Témoignage pubié le 05 mai 2021

Moi à ton âge, j'en avais plein, des blondes, des brunes, même des rousses!

Voilà comment mon père m'a transmis ses exploits alors que je lui confiai pour une rare fois, mes difficultés à rencontrer une fille. A l'époque, je rasai les murs, en proie à une période de désert affectif et à une crise de confiance aussi dure qu'à ma sortie de puberté... Il était un tombeur, j'étais un looser! J'avais 25 ans, mes espoirs se transformaient en désillusions à l'âge où l'on a le projet de fonder un famille ou de casser la baraque tant la mort nous semble lointaine et la vie nous sourit! J'avais beau m'imaginer lui succéder à la tête de son entreprise, quelque chose m’empêchait de me sentir heureux et rasséréné. Je sentais, par ailleurs, que cette transmission était un cadeau empoisonné, une sorte d'adoubement liberticide.

Tu récupères ma boite, mais tu restes dépendant de nous.

Et puis surtout, cette transmission n'en avait que le nom! En vérité, il ne communiquait rien. Comme pour tous les autodidactes, les choses sont empiriques, il n'y a qu'une et une seule façon de faire, sans possibilité de remettre en question ni l'organisation, ni la façon de penser... c'est comme ça et pas autrement!
::::
| PROBLÈME A |
Veuillez repérer dans la liste ci-dessous chaque ligne contenant le mot « jacket » et la recopier.
::::
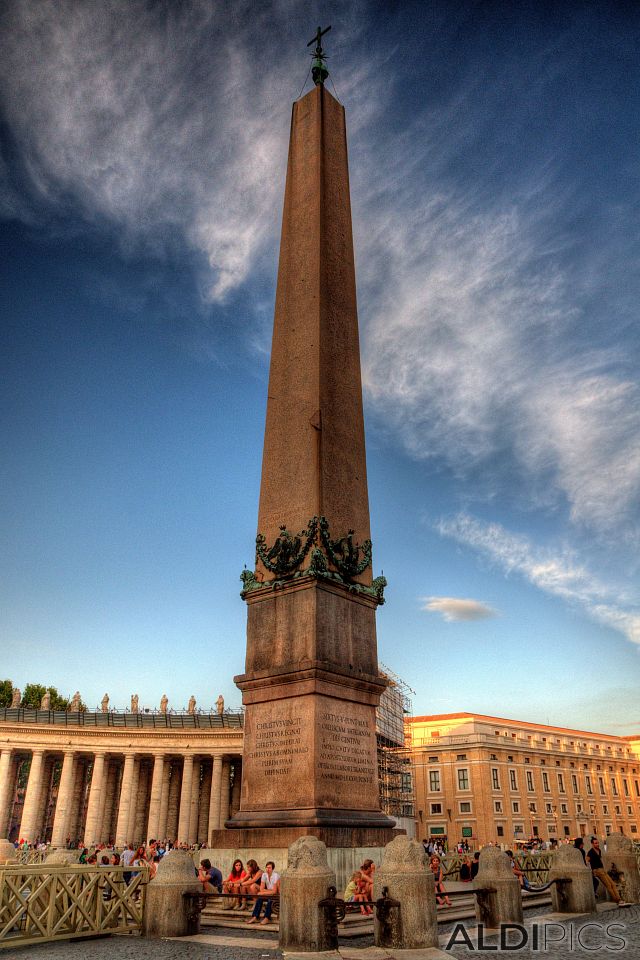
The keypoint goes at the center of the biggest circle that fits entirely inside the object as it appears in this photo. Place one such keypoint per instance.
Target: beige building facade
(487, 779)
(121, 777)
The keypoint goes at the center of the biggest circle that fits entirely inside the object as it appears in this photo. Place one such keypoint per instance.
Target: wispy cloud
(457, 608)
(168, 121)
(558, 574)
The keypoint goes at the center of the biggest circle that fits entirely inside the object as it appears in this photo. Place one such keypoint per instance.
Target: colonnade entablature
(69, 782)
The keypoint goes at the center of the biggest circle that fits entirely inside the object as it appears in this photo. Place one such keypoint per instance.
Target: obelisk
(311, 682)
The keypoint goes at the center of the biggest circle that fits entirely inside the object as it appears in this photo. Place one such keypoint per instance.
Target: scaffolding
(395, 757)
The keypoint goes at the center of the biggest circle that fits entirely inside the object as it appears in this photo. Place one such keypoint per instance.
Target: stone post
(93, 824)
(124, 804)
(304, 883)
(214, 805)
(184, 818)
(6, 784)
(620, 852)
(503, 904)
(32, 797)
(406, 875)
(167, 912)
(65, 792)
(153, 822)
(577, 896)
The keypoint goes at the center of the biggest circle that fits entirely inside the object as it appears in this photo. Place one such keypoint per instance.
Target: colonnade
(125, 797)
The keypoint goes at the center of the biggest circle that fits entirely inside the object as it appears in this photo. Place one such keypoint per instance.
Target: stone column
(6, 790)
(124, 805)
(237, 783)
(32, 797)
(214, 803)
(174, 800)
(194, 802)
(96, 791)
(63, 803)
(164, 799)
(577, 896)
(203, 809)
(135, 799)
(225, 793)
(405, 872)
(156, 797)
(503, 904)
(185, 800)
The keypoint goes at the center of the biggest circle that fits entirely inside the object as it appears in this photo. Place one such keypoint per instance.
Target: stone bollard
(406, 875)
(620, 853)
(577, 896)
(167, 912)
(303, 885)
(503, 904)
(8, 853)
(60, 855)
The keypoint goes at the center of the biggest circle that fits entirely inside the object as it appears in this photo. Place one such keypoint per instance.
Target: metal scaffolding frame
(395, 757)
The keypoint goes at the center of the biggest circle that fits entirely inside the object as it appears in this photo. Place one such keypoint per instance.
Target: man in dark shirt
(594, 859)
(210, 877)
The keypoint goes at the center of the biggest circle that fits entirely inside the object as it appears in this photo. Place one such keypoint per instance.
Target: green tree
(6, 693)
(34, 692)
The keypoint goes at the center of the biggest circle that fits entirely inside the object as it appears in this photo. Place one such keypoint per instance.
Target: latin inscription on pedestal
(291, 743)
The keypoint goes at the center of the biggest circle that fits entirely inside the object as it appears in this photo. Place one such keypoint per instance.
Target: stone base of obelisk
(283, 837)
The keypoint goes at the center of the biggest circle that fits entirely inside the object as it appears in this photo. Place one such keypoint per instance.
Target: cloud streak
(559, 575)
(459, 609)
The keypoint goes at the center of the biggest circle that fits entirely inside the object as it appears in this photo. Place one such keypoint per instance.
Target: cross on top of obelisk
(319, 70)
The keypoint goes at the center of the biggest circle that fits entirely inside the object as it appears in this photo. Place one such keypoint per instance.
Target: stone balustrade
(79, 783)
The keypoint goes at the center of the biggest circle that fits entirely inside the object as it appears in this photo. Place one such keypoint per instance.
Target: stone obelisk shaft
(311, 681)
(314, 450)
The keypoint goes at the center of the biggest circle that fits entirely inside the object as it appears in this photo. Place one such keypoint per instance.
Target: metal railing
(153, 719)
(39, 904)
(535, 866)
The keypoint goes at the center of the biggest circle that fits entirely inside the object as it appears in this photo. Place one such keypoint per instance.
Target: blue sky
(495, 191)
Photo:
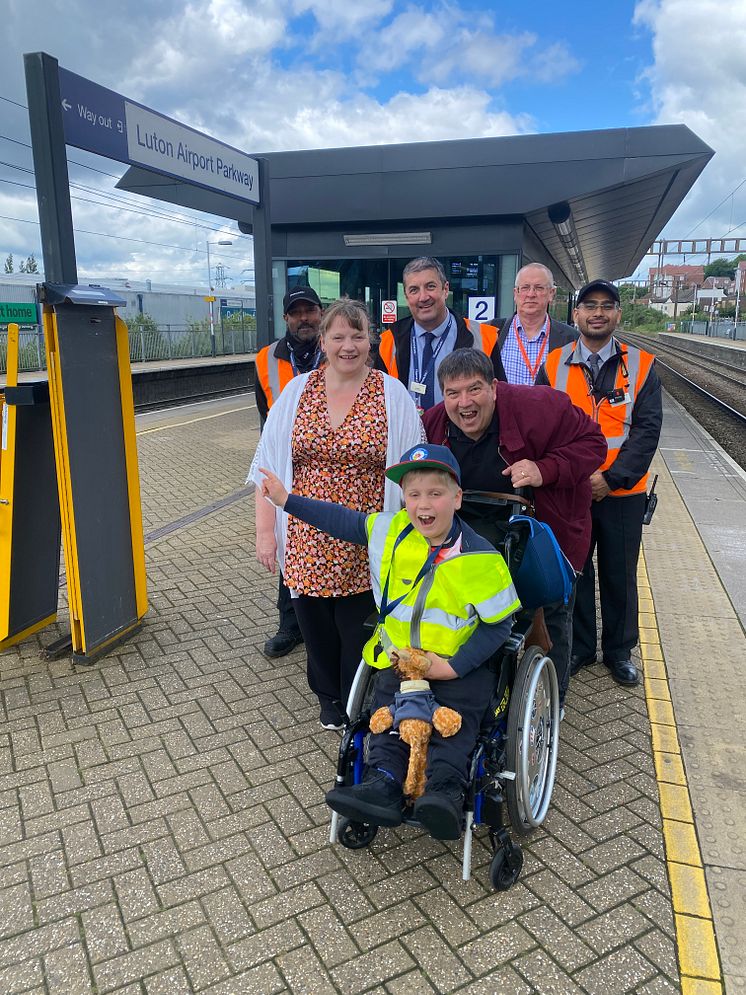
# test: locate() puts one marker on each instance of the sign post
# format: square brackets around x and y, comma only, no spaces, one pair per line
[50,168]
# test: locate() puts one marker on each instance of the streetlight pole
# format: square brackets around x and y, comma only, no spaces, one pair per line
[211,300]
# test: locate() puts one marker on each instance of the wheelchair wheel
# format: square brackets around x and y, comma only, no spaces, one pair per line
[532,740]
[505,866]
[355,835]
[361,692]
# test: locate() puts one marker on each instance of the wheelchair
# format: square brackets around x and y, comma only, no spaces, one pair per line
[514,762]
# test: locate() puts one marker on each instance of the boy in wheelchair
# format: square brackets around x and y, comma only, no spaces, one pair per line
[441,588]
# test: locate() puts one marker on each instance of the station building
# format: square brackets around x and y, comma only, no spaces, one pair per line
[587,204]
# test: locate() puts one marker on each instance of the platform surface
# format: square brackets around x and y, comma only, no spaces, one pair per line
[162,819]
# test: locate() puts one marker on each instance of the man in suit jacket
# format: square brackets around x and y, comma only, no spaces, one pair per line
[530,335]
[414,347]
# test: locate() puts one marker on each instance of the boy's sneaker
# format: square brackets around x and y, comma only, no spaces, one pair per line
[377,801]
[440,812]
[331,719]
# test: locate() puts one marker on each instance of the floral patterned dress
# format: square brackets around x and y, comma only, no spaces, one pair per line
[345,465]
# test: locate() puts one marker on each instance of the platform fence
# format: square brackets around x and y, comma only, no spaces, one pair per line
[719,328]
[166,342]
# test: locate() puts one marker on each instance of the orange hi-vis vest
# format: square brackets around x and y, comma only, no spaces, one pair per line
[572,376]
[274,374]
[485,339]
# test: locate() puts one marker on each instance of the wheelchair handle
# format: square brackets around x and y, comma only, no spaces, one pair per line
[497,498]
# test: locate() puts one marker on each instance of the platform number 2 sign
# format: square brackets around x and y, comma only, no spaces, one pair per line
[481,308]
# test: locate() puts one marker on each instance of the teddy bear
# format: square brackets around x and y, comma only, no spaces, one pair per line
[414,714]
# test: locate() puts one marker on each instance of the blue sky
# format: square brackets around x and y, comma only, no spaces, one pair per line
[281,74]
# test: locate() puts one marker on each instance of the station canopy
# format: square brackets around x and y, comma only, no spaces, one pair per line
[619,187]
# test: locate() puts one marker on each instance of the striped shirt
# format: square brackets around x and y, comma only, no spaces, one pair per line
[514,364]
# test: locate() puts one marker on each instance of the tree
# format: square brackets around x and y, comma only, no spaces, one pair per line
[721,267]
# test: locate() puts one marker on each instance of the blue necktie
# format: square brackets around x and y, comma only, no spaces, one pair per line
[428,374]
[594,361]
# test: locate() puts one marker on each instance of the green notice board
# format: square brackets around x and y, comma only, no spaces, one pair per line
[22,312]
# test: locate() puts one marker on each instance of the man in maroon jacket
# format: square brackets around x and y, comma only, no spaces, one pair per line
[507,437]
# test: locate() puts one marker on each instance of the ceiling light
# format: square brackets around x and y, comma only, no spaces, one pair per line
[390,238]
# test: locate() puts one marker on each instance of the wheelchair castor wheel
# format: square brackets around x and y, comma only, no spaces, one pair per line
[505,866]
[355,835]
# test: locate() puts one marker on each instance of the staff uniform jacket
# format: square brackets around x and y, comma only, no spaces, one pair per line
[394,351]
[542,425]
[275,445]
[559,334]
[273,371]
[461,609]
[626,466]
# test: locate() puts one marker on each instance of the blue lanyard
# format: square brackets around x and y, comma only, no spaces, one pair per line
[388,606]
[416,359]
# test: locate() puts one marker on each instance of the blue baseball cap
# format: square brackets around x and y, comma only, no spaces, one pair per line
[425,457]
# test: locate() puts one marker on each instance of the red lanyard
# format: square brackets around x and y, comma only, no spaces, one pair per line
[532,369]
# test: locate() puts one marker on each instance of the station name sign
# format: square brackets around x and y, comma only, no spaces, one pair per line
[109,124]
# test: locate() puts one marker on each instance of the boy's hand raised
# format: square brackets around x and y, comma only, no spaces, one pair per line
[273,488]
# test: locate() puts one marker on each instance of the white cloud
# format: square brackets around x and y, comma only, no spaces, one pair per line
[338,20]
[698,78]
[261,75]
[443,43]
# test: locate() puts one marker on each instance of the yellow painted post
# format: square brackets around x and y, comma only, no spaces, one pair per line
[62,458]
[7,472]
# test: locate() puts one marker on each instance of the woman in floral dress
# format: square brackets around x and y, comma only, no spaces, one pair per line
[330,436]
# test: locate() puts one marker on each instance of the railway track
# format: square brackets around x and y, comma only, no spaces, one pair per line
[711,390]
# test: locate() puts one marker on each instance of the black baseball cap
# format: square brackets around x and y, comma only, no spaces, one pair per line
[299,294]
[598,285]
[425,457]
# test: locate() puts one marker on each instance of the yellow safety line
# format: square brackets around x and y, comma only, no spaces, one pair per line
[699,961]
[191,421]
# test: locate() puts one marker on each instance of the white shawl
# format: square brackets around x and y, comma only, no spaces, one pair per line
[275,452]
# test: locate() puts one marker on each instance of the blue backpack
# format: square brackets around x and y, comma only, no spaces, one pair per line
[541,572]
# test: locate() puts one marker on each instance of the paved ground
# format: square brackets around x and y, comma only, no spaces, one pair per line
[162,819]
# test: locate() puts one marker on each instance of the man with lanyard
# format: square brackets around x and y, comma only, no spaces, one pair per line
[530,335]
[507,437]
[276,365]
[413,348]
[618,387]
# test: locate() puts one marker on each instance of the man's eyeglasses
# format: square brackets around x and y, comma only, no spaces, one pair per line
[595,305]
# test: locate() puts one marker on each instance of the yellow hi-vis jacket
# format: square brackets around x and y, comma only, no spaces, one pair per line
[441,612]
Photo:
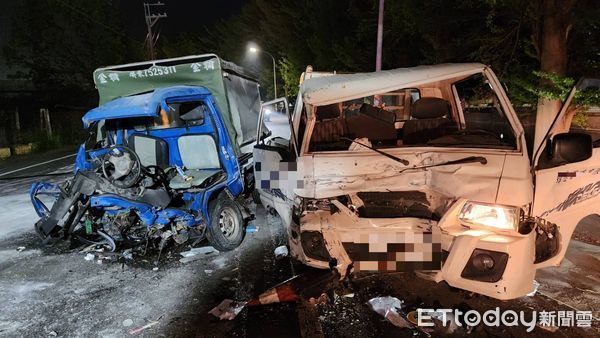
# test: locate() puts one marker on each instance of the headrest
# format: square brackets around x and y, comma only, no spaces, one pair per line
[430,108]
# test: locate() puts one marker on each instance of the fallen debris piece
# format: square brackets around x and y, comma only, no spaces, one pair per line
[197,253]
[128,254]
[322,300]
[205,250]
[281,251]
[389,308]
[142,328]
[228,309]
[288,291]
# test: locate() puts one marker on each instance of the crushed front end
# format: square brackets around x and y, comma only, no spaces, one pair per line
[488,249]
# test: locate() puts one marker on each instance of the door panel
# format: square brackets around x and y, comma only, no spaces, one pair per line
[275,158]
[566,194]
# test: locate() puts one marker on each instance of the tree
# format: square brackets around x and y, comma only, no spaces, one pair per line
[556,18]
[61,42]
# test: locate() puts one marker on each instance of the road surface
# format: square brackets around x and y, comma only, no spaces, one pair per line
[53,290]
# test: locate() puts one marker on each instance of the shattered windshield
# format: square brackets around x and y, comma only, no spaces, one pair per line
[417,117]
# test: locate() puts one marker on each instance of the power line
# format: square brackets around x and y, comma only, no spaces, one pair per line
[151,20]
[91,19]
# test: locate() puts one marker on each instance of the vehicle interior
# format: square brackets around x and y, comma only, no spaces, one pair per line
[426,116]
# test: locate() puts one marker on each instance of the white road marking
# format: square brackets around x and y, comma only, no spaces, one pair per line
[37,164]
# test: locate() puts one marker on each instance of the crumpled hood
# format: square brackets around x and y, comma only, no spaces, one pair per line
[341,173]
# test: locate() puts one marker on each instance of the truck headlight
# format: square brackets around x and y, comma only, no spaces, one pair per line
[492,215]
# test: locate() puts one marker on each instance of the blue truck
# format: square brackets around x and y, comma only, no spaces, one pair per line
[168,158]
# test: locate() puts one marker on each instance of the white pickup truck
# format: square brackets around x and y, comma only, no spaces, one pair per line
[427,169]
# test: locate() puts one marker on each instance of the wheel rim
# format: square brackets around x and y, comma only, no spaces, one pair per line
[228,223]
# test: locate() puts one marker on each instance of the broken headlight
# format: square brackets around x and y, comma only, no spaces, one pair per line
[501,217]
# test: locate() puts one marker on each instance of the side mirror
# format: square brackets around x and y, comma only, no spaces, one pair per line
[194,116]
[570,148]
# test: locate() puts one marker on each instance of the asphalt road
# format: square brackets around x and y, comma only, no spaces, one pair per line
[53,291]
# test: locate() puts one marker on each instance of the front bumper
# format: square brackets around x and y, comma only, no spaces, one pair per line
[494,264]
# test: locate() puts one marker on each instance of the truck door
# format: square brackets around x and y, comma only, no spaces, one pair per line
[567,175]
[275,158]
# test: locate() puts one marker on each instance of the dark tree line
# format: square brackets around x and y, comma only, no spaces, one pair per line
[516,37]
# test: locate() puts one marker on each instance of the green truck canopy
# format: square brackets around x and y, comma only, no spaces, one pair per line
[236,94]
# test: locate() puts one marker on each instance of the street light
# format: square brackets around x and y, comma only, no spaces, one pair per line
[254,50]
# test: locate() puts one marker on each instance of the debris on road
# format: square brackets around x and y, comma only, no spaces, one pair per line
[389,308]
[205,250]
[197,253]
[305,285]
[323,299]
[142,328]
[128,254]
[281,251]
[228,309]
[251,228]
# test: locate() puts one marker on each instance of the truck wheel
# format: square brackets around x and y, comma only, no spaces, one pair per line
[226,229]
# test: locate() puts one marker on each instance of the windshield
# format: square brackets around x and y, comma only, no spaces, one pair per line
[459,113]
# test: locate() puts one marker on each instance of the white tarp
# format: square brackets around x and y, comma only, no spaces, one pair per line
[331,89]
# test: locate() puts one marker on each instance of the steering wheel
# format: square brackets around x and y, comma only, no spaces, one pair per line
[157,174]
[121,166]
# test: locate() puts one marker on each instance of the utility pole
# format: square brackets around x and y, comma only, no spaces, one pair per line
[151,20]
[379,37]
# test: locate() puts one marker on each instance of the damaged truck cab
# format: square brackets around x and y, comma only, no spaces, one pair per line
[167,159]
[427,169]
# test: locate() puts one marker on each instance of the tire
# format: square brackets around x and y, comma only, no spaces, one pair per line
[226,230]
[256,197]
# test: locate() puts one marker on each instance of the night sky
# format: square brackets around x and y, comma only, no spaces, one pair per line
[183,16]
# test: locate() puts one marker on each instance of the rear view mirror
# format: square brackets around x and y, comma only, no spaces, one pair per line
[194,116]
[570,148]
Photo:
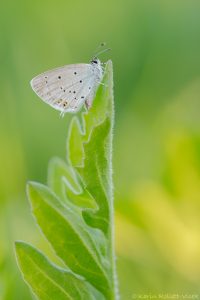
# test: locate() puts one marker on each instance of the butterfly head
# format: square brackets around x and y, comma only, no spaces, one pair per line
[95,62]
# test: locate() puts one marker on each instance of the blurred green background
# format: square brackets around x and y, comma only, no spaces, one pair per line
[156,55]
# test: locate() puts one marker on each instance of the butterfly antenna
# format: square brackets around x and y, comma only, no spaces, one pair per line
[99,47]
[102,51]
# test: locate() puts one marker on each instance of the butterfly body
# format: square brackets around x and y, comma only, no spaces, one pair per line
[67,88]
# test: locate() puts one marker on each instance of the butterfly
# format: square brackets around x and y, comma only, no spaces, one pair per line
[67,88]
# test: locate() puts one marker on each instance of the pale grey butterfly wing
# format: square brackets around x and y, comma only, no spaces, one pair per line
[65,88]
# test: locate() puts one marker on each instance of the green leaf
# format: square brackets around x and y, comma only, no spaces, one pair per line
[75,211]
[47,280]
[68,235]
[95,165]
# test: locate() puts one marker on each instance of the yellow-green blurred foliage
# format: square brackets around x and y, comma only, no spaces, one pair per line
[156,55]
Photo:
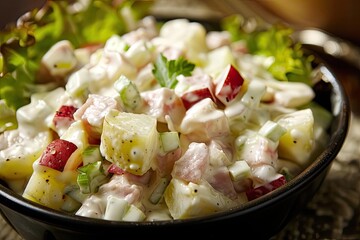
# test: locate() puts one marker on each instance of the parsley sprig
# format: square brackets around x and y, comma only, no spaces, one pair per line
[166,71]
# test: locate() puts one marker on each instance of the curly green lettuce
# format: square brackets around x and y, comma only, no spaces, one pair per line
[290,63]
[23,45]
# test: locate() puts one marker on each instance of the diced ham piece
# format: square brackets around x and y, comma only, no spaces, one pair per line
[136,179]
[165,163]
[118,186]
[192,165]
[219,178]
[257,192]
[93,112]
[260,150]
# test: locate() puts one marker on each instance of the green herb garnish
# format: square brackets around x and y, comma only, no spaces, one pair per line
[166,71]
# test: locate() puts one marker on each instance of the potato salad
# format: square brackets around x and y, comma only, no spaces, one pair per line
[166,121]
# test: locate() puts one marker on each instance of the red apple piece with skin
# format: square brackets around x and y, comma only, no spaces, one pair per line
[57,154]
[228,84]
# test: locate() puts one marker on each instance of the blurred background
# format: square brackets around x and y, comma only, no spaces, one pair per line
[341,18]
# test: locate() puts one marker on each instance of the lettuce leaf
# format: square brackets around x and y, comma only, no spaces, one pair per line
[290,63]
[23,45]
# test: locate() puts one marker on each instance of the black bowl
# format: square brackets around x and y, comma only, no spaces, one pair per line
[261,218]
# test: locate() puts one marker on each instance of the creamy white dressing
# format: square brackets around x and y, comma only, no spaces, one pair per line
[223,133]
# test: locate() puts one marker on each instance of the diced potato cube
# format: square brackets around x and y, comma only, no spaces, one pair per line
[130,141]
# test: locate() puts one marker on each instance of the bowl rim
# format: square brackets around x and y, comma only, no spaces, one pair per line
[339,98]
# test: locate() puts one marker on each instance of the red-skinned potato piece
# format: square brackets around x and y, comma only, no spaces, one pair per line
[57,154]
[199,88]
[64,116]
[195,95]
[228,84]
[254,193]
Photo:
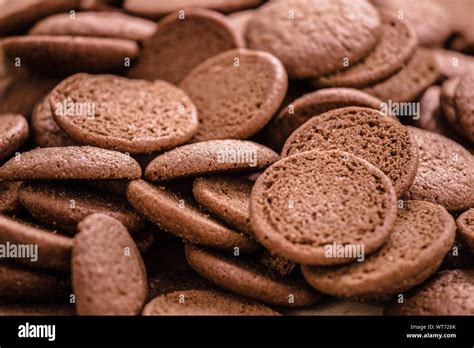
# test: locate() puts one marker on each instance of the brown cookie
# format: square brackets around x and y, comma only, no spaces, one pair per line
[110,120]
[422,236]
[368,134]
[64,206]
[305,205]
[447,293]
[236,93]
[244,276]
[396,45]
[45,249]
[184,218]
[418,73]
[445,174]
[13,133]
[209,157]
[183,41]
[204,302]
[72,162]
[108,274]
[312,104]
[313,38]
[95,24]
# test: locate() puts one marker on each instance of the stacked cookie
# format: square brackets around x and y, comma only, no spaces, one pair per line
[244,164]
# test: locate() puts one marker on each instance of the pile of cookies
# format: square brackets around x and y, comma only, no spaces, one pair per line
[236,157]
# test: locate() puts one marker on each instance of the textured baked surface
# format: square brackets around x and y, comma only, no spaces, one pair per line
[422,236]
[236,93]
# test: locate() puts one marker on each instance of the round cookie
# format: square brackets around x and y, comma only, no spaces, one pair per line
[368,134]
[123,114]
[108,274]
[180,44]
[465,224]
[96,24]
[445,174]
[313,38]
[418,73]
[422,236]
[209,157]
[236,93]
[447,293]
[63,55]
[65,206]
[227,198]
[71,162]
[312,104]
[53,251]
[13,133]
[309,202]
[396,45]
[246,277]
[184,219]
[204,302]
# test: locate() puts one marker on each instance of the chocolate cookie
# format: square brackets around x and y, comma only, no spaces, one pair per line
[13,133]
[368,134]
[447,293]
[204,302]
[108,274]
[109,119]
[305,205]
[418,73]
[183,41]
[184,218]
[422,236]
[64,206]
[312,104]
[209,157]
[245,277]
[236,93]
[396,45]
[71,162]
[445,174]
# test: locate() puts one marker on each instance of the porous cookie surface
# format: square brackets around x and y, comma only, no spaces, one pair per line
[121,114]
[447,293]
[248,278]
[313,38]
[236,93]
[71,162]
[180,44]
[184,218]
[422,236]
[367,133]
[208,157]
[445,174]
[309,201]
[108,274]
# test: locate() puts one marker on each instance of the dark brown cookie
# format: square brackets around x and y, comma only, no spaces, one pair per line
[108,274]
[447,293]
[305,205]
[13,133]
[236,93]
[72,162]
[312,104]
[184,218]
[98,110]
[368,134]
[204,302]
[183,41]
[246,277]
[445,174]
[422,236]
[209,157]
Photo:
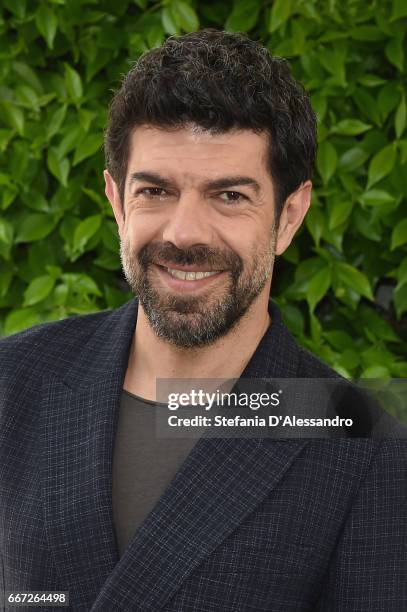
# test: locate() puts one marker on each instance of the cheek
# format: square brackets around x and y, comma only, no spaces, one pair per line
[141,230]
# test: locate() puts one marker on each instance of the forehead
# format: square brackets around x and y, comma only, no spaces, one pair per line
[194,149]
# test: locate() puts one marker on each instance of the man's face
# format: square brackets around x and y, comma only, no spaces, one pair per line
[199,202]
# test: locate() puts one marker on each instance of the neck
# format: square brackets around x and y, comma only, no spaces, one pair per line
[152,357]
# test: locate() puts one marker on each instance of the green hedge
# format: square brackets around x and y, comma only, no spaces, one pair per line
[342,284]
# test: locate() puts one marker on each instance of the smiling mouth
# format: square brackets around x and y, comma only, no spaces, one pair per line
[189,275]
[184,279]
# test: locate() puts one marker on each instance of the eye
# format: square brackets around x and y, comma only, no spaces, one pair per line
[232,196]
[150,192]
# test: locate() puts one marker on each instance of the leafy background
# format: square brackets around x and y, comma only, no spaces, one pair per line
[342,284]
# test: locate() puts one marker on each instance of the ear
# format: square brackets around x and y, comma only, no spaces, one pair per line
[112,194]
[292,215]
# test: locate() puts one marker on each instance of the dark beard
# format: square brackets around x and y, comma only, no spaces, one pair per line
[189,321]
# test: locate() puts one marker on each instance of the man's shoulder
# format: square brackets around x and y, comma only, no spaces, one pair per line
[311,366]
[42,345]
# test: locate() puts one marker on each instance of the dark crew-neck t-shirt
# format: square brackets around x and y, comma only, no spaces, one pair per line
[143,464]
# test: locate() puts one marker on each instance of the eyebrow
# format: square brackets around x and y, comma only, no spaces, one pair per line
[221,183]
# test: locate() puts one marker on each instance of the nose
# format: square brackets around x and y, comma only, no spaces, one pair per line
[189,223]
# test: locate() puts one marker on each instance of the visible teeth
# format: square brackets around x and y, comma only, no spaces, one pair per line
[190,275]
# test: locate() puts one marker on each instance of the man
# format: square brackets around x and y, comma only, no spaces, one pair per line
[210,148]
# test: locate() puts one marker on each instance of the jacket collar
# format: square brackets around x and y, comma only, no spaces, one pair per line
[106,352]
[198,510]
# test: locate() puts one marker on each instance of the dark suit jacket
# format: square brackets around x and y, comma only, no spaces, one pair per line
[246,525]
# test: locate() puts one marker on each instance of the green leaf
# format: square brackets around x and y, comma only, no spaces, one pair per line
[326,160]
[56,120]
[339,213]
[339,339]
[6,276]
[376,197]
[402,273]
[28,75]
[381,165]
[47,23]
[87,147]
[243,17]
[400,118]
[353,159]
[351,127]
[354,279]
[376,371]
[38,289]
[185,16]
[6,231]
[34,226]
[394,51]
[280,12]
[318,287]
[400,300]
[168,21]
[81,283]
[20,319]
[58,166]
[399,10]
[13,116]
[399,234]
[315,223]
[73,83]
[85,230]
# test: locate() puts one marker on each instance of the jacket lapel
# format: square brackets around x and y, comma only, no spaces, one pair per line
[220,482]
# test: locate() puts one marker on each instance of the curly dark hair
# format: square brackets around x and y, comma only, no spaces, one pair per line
::::
| PROBLÈME B |
Condensez le paragraphe du témoignage ci-dessus qui commence par « Voilà comment mon père » en conservant ses faits principaux.

| RÉPONSE COMPLÈTE A |
# test: locate() puts one marker on each instance of the man in suit jacket
# test: locate() puts one marker on each instance of the man in maroon jacket
# test: locate() puts one marker on each instance of the staff uniform jacket
# test: locate() puts one marker on each instance of the yellow hi-vis jacket
# test: locate() puts one marker on each instance of the jacket collar
# test: locate() puts one marker on each instance of the dark suit jacket
# test: locate() puts one marker on each instance of the jacket lapel

| RÉPONSE COMPLÈTE B |
Voilà comment mon père m'a transmis ses exploits, alors que je lui confiais pour une rare fois ma difficulté à rencontrer une fille. J'avais 25 ans, je traversais un désert affectif et une crise de confiance, et mes espoirs tournaient à la désillusion. Lui était un tombeur, moi un looser. J'avais beau m'imaginer lui succéder à la tête de son entreprise, quelque chose m'empêchait d'être heureux et rasséréné. Je sentais que cette transmission était un cadeau empoisonné, une sorte d'adoubement liberticide.